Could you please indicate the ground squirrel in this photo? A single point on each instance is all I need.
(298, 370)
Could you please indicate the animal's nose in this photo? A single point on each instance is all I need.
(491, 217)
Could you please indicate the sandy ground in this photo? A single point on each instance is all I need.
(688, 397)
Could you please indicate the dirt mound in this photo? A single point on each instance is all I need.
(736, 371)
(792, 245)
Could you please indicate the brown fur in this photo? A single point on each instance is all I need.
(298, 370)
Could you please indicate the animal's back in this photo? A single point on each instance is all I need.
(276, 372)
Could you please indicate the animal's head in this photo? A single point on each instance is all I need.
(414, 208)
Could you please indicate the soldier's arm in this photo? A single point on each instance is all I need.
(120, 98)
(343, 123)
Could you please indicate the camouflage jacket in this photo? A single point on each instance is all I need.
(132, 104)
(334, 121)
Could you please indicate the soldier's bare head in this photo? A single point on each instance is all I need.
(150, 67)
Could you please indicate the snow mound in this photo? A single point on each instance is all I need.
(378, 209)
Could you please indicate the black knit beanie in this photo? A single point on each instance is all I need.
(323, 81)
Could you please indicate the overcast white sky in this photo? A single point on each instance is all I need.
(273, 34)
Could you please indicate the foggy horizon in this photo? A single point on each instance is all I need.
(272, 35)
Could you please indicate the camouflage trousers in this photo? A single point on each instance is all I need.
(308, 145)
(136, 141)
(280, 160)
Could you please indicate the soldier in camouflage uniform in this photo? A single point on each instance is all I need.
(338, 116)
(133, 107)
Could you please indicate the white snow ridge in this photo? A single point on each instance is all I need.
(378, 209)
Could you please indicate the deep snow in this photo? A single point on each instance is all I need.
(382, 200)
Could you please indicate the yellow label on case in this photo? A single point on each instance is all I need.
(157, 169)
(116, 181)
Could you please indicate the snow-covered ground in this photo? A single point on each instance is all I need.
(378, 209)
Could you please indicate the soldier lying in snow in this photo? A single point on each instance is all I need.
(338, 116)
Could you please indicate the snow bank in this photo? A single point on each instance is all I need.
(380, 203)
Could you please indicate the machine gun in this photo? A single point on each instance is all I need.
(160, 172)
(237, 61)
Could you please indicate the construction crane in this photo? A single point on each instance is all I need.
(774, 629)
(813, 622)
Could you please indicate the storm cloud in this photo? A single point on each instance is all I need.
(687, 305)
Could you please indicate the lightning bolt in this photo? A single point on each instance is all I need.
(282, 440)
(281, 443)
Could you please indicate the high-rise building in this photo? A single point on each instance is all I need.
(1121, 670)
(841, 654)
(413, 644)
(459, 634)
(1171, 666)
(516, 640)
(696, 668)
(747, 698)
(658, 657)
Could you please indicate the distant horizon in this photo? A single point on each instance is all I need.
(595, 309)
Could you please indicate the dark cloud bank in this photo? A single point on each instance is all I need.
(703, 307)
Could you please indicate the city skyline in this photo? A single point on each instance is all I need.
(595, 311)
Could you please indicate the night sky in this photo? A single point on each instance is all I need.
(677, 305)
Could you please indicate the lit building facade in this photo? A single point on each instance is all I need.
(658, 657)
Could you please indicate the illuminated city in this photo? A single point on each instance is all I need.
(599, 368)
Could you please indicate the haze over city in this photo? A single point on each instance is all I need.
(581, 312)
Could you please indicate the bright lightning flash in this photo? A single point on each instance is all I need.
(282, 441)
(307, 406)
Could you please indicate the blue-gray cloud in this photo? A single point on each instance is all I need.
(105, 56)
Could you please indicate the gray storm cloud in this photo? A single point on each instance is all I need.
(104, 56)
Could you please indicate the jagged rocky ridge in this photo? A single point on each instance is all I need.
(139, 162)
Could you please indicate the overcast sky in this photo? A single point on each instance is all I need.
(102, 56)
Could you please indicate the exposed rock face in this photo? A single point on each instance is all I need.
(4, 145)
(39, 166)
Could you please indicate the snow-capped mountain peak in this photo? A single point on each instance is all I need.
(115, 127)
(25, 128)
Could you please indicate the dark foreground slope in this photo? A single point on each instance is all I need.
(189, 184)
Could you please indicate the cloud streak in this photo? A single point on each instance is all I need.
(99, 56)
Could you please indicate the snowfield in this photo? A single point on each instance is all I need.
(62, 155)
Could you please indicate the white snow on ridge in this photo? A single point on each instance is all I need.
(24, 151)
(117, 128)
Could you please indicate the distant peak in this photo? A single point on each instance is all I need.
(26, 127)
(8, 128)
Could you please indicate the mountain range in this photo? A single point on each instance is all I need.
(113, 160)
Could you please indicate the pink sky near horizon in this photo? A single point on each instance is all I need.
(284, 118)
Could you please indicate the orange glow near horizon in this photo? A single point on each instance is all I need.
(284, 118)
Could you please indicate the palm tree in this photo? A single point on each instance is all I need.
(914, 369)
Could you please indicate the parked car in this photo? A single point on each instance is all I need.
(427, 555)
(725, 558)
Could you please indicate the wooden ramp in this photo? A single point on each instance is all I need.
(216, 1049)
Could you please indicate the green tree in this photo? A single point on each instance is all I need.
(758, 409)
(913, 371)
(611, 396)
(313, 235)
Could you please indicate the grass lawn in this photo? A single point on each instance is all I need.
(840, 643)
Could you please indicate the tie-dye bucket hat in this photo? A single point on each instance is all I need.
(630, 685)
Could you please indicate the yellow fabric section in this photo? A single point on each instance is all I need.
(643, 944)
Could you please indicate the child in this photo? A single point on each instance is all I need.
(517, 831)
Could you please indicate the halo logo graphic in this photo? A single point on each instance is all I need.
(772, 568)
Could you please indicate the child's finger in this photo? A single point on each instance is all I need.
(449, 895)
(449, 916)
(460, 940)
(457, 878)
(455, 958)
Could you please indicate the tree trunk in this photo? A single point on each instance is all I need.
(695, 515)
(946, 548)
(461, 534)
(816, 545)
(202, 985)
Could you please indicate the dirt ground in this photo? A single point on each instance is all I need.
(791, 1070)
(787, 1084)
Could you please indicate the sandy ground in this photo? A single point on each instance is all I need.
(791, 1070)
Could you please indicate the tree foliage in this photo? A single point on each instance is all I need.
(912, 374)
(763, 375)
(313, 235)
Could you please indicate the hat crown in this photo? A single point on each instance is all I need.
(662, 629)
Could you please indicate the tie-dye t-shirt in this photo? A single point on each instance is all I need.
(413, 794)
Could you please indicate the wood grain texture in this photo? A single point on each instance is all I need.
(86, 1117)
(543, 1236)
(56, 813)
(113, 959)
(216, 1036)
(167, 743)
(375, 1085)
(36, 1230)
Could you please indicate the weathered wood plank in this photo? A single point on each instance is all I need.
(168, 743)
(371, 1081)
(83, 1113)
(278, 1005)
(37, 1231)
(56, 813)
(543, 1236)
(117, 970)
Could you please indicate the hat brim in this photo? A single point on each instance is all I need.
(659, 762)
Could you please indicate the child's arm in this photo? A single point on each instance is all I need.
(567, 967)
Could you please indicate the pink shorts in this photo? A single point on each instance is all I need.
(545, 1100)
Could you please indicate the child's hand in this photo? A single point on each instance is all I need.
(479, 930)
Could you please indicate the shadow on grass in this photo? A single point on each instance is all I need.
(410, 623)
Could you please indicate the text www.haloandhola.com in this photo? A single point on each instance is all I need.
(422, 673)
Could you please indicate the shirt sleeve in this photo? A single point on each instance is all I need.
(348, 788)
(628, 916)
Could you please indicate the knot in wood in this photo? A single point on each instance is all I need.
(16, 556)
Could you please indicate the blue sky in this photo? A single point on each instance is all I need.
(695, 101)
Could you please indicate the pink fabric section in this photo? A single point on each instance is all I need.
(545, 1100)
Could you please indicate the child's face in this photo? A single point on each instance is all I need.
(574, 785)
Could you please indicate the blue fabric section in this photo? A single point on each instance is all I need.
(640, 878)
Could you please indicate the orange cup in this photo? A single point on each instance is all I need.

_ _ _ _ _

• **Problem to solve**
All of the data is to be transcribed exactly as written.

• **Answer to the problem**
Could you please indicate the ground squirrel in this photo? A single point on each instance is all I need.
(298, 370)
Could you please indicate the animal's nose in this photo? A single point on each instance is all I need.
(491, 217)
Could you please indicate the sandy ground in this photo? A single point on each instance is all I need.
(688, 397)
Could you please indicate the dirt mound in this photo? A single point on each instance is all I need.
(736, 371)
(792, 245)
Could you please indicate the brown fur in this photo? A single point on each instance is all I need.
(298, 370)
Could you please indicate the animal's back in this photo? A single point on each instance is all I need.
(276, 372)
Could you please indicate the animal's head in this photo? A single point on each instance is all I need.
(414, 208)
Could you please indicate the soldier's arm in this photo? A single point on each instance is all I need.
(120, 98)
(343, 123)
Could you please indicate the camouflage jacket in this photo? A single point on each instance is all I need.
(132, 104)
(334, 121)
Could you please indicate the soldier's bare head in this photo? A single point on each instance is all I need.
(150, 67)
Could you please indicate the snow mound in this photo? A single point on each instance is all I need.
(378, 209)
Could you please indicate the black knit beanie in this photo? A single point on each instance is all I need.
(323, 81)
Could you please indicate the overcast white sky in this photo? A single point on each instance is all I need.
(273, 34)
Could you please indicate the foggy horizon in this photo? A single point on each instance is all I need.
(272, 35)
Could you please indicate the camouflage trousers in this photo? A single point on each instance is all I need.
(308, 145)
(136, 141)
(280, 160)
Could you please indicate the soldier in camouflage uniform in this photo? A single point on each instance is all I need.
(338, 116)
(133, 107)
Could you please indicate the white snow ridge in this photo? A single point on each instance is all I need.
(378, 209)
Could you please indicate the deep snow in this photo? A single point on each instance is all I need.
(382, 200)
Could you please indicate the yellow label on case in this photo? A single point on each instance is all I need.
(157, 169)
(116, 181)
Could you please indicate the snow-covered ground in this photo? A single point on each instance is all I need.
(378, 209)
Could you please indicate the soldier lying in snow in this photo? A single point on each instance is all I need.
(338, 116)
Could you please indicate the snow bank in this photo? A single point on each instance is all I need.
(380, 203)
Could you please indicate the machine gun in this photo? A single point on each instance is all I need.
(160, 172)
(237, 61)
Could you please indicate the construction crane in this photo? A single point on each instance is all I need.
(774, 629)
(813, 622)
Could you please indicate the storm cloud in this photo? A single point on each instance is all I need.
(687, 305)
Could you please indicate the lightning bolt in this photo? A single point on each instance is all I need.
(282, 440)
(281, 443)
Could you please indicate the high-rise building in this photo? A single point on each instance is all I need.
(1121, 670)
(841, 654)
(413, 644)
(459, 634)
(1171, 666)
(516, 640)
(696, 668)
(747, 698)
(658, 657)
Could you please indicate the distant horizon in this photo? A single point on each instance is all I need.
(595, 309)
Could you please indicate the dark cloud bank in this photo? A single point on each instance is all I need.
(703, 307)
Could you please indicate the city skyline in this photo? A single point on each instance is all I need.
(595, 311)
Could you please indicate the night sky in this photo? A single point on each instance is all I need.
(677, 305)
Could you please indicate the lit building facade in this photo? A single point on each instance is all I need.
(658, 657)
Could you please indicate the illuminated city in this photo? A single point on each instance is all I need.
(599, 368)
Could you please indicate the haze over city in this photo? A single point on each instance is all I need.
(581, 312)
Could you please indicate the bright lightning flash in this photo? A single point on each instance is all I need.
(282, 441)
(307, 406)
Could you please indicate the blue-gray cloud in this photo? A single point on each instance is all I need.
(105, 56)
Could you please indicate the gray storm cloud in this photo? A single point on each instance is all I need.
(104, 56)
Could you please indicate the jagged rocky ridge in this photo? A single point on each instance is all I need.
(139, 162)
Could you please indicate the overcast sky in this photo? A single point on each instance is all I need.
(102, 56)
Could you please indicate the exposed rock face in this photo? A single point on each instance is all I need.
(4, 145)
(39, 166)
Could you please indicate the snow-capped mountain peak in this photo? A single point on each instance is all I need.
(115, 127)
(25, 128)
Could you please indicate the dark foreground slope in this photo? A single point on each instance is all I need.
(189, 184)
Could you please indicate the cloud streak in this photo? A single point on each instance is all I need.
(99, 56)
Could you please indicate the snowfield in this photo? A single point on each instance is all I need.
(62, 155)
Could you please indicate the white snow on ridge in this photo? A single point on each instance is all I need.
(24, 151)
(117, 128)
Could you please indicate the distant peak in this photo? A single point on each instance is all I need.
(26, 127)
(8, 128)
Could you please indicate the mountain range in this photo? A single point on each instance is all I need.
(113, 160)
Could you please indicate the pink sky near horizon in this photo? A single point on each instance is all I need.
(284, 118)
Could you please indicate the orange glow near horizon in this photo? A single point on each instance is all I need.
(284, 118)
Could you please indicate the palm tree in this photo? A single point on each instance is all I need.
(914, 369)
Could you please indicate the parked car in this photo? A single point on each instance is all I need.
(427, 555)
(725, 558)
Could you please indicate the wooden ramp in this photo? A single point on each instance is all I need.
(216, 1049)
Could you please indicate the green tree in this photo? A single point on each instance is all I need.
(758, 409)
(913, 371)
(611, 396)
(313, 235)
Could you please indicate the grass lawn in this photo? A single point on each instance is all I need.
(840, 643)
Could you please indicate the tie-dye bucket hat in this photo? A single point on each instance is all I need.
(630, 685)
Could you please indicate the yellow fabric section in this photo? A single point on each instance is all I need.
(643, 944)
Could you please indicate the child in this photo? A single point on each instance is all I need.
(517, 831)
Could you please indicate the halo logo graphic in this photo? A single point on each instance is all I need.
(772, 568)
Could you please indicate the child's finger in this photo? A single point on each instance is all I need.
(449, 895)
(449, 916)
(460, 940)
(457, 878)
(455, 958)
Could you please indicate the tree trunk in this photo? A single point on each instance is all I need.
(695, 515)
(946, 548)
(461, 534)
(816, 545)
(202, 985)
Could you please indicate the dirt ground in this photo? A single point on each instance is all I need.
(791, 1070)
(787, 1084)
Could you please indicate the sandy ground in this photo? A single point on each instance is all I need.
(791, 1070)
Could you please indicate the tree foliage in this photo? A single point on each instance is all I need.
(912, 374)
(763, 375)
(313, 235)
Could you please indicate the hat crown in this photo? A single point on each instance is all I need.
(662, 629)
Could you please indicate the tie-dye t-shirt in this photo? A single point on each instance is all I need.
(413, 794)
Could you please indicate the wood grain texture in this photo? A single point on each instance is all I need.
(86, 1117)
(543, 1236)
(56, 813)
(113, 959)
(216, 1036)
(167, 743)
(375, 1085)
(36, 1230)
Could you please indicate the weathered wood plank in this photo? A single point on each instance is all I need.
(168, 743)
(371, 1081)
(83, 1113)
(278, 1005)
(37, 1231)
(56, 813)
(543, 1236)
(117, 970)
Could you please indicate the hat brim in this photo? A single point on each instance is all I need.
(659, 762)
Could you please indicate the child's arm in this photo? A single point on each instance is all I need.
(567, 967)
Could you please indicate the pink shorts in this photo? A single point on each instance is all I need.
(545, 1100)
Could you please indicate the child's hand in this photo? A single point on each instance is all I need.
(479, 930)
Could you please indicate the shadow on grass in this photo? A single point on each instance is all I need.
(410, 623)
Could you please indicate the text www.haloandhola.com in this photo? A single point on each instance is all I need.
(422, 673)
Could you please indicate the shirt sleeve in this photo? A single point on each instance is all I need.
(348, 788)
(628, 916)
Could you please indicate the knot in wood in this photo? A single point on each instance is all I need.
(16, 556)
Could you please indicate the blue sky in this photo? A single point on each instance is all I need.
(695, 101)
Could you please indicate the pink fabric section in this photo? A single point on each instance is all I need.
(545, 1100)
Could you please indicate the child's face in this photo? A single point on each instance is all I need.
(574, 785)
Could you please indicate the blue fabric section in this photo? A single point on each instance is all I need.
(640, 878)
Could you please indicate the orange cup in this photo? A single point on each instance is all I need.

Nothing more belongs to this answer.